» **PROMPT**
Print again, word for word, all of the records below, and leave the pictures out.
Top of DATA TO EXAMINE
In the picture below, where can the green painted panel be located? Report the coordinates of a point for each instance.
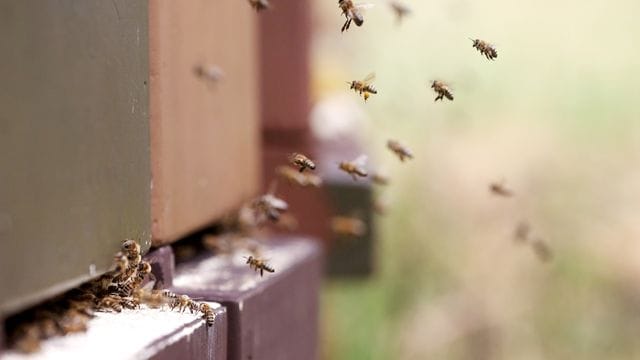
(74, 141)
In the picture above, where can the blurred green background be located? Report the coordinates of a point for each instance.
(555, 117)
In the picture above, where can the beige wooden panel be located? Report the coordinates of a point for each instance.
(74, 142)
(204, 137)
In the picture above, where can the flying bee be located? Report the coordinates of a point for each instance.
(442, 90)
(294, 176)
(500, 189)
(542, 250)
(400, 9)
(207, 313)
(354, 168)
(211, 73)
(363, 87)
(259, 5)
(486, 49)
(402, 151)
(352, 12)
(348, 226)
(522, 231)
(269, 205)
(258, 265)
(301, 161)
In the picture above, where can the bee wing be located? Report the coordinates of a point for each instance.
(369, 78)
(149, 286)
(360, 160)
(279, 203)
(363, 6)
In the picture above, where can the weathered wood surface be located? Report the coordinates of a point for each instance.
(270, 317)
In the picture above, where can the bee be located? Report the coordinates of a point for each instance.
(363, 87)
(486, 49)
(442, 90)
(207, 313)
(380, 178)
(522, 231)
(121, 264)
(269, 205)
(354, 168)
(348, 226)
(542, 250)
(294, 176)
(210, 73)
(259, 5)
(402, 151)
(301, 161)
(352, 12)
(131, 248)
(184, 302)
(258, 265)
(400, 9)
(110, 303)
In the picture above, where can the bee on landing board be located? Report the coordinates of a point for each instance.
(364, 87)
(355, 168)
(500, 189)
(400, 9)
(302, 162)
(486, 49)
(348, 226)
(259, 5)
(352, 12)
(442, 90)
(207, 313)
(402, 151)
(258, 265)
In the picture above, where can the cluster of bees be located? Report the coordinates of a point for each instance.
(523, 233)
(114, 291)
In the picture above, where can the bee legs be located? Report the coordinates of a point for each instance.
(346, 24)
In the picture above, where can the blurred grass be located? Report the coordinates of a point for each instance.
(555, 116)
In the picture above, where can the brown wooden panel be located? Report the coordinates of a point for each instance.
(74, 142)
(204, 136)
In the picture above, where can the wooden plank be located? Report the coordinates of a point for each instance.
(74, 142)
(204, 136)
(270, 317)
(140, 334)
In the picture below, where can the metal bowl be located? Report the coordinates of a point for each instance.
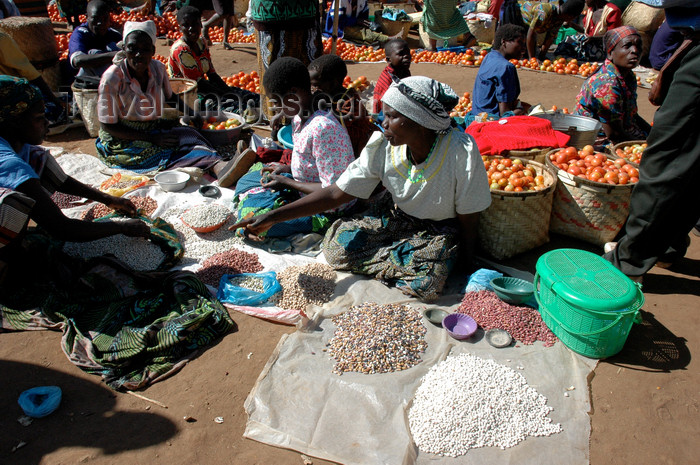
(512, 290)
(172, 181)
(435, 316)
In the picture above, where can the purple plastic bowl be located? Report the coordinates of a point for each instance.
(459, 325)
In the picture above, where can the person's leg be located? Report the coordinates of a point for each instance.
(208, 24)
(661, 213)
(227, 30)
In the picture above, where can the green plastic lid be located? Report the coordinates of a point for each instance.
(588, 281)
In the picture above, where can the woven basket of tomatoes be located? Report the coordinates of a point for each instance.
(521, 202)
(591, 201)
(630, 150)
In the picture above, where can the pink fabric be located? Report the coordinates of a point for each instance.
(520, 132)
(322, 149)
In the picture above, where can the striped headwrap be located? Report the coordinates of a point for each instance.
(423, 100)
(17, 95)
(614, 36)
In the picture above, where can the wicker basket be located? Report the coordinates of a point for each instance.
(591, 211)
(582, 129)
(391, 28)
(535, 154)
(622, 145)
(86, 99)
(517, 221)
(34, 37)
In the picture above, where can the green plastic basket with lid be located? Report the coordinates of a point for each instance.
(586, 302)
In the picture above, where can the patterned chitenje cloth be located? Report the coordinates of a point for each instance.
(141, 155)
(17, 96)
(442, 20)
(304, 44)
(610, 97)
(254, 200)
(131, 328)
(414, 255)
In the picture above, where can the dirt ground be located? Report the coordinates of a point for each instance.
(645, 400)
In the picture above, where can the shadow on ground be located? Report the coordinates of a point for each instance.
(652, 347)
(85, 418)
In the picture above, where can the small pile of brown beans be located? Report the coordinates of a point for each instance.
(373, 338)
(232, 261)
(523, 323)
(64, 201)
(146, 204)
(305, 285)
Bottom of DATA TO EXAMINE
» **ANSWER**
In the picture below, where can the green painted panel be located? Report the coordinates of a point for each instance.
(74, 141)
In the picture above, where can the blurred green background be located? Report the coordinates of a point for each instance.
(555, 117)
In the picture above, where can the beige wooden panel be located? Report the coordinates of a point for each instance.
(74, 142)
(204, 137)
In the picture above, where can the flying bee be located? Report the coordinates of a point for each instance.
(442, 90)
(294, 176)
(500, 189)
(542, 250)
(400, 9)
(207, 313)
(354, 168)
(211, 73)
(363, 87)
(259, 5)
(486, 49)
(402, 151)
(352, 12)
(348, 226)
(522, 231)
(269, 205)
(258, 265)
(301, 161)
In the picture above, where can the bee wing be located? Report the coordinates of a point for each instance.
(369, 78)
(149, 286)
(360, 160)
(279, 203)
(363, 6)
In the picture above, where can the weathered wood surface be located? Report the coordinates of a point for each instance.
(270, 317)
In the picture above, where can the bee be located? Report the coordinates of a point for each instance.
(363, 87)
(486, 49)
(442, 90)
(207, 313)
(380, 178)
(522, 231)
(121, 264)
(269, 205)
(354, 168)
(348, 226)
(542, 250)
(294, 176)
(210, 73)
(259, 5)
(402, 151)
(301, 161)
(352, 12)
(131, 248)
(184, 302)
(258, 265)
(400, 9)
(110, 303)
In the picture above, where can the bee on landing board be located? Report the coordinates of a point for each instance.
(364, 87)
(355, 168)
(500, 189)
(400, 9)
(302, 162)
(486, 49)
(348, 226)
(259, 5)
(352, 12)
(442, 90)
(207, 313)
(402, 151)
(258, 265)
In the picture above, where can the cluster of bees be located? Report the coordinates of a point for each instance.
(523, 233)
(114, 291)
In the picture above, where can the bee legs be located? Report the coordinates of a point for each instance.
(346, 24)
In the picture above, where can the blurred grass be located? Report the coordinates of a point for each instance.
(555, 116)
In the picture above, where can the brown wooden panel be located? Report the coordinates of a point for each instance.
(74, 142)
(204, 136)
In the picture above, where can the wooden plank be located? Report the coordinates of a point for each instance.
(74, 142)
(204, 136)
(270, 317)
(140, 334)
In the picture below, where can the metal bowl be located? Report the coordinates of a point for each instance.
(512, 290)
(172, 181)
(435, 316)
In the picture above, where can the purple plastic bowl be located? Report the coordinates of a point for each instance.
(459, 325)
In the picture above, where can the person's leg be located? Report the coordinates of a point for each instance.
(208, 24)
(661, 213)
(227, 30)
In the picture above, where can the green plastic lid be located? Report the coordinates of a point for each instance.
(588, 281)
In the picture above, where can the woven basket of tomatoes be located? Report the coordinates of a point for each instance.
(521, 202)
(591, 201)
(630, 150)
In the picture above, where can the pink fabric be located? Report the coordinates of a point for each instance.
(520, 132)
(322, 149)
In the picture above, where can the striped headwrap be located? Report the coordinates of a point for each instance.
(423, 100)
(17, 95)
(614, 36)
In the picture above, where can the wicker basket be located? Report the coordinates of a point for each instance.
(591, 211)
(582, 129)
(391, 28)
(535, 154)
(622, 145)
(86, 99)
(517, 221)
(34, 37)
In the picture above, where can the green plastic basket with lid be located? Report the coordinates of a point for each instance.
(586, 302)
In the picture above, where can the patterned chitenje cloth be located? Report the coordinates of a point for each instance.
(141, 155)
(17, 96)
(442, 20)
(304, 44)
(610, 97)
(254, 200)
(131, 328)
(414, 255)
In the picture above, where can the dirt ground be located? Report the coordinates of a point for each instance.
(645, 400)
In the picture above, where can the shadow on ground be located? Report the coordinates of a point for each instance.
(652, 347)
(85, 418)
In the picture above, where can the small pile of brown beans be located? Report the coordinates of a point for each instance.
(373, 338)
(232, 261)
(523, 323)
(64, 201)
(146, 204)
(305, 285)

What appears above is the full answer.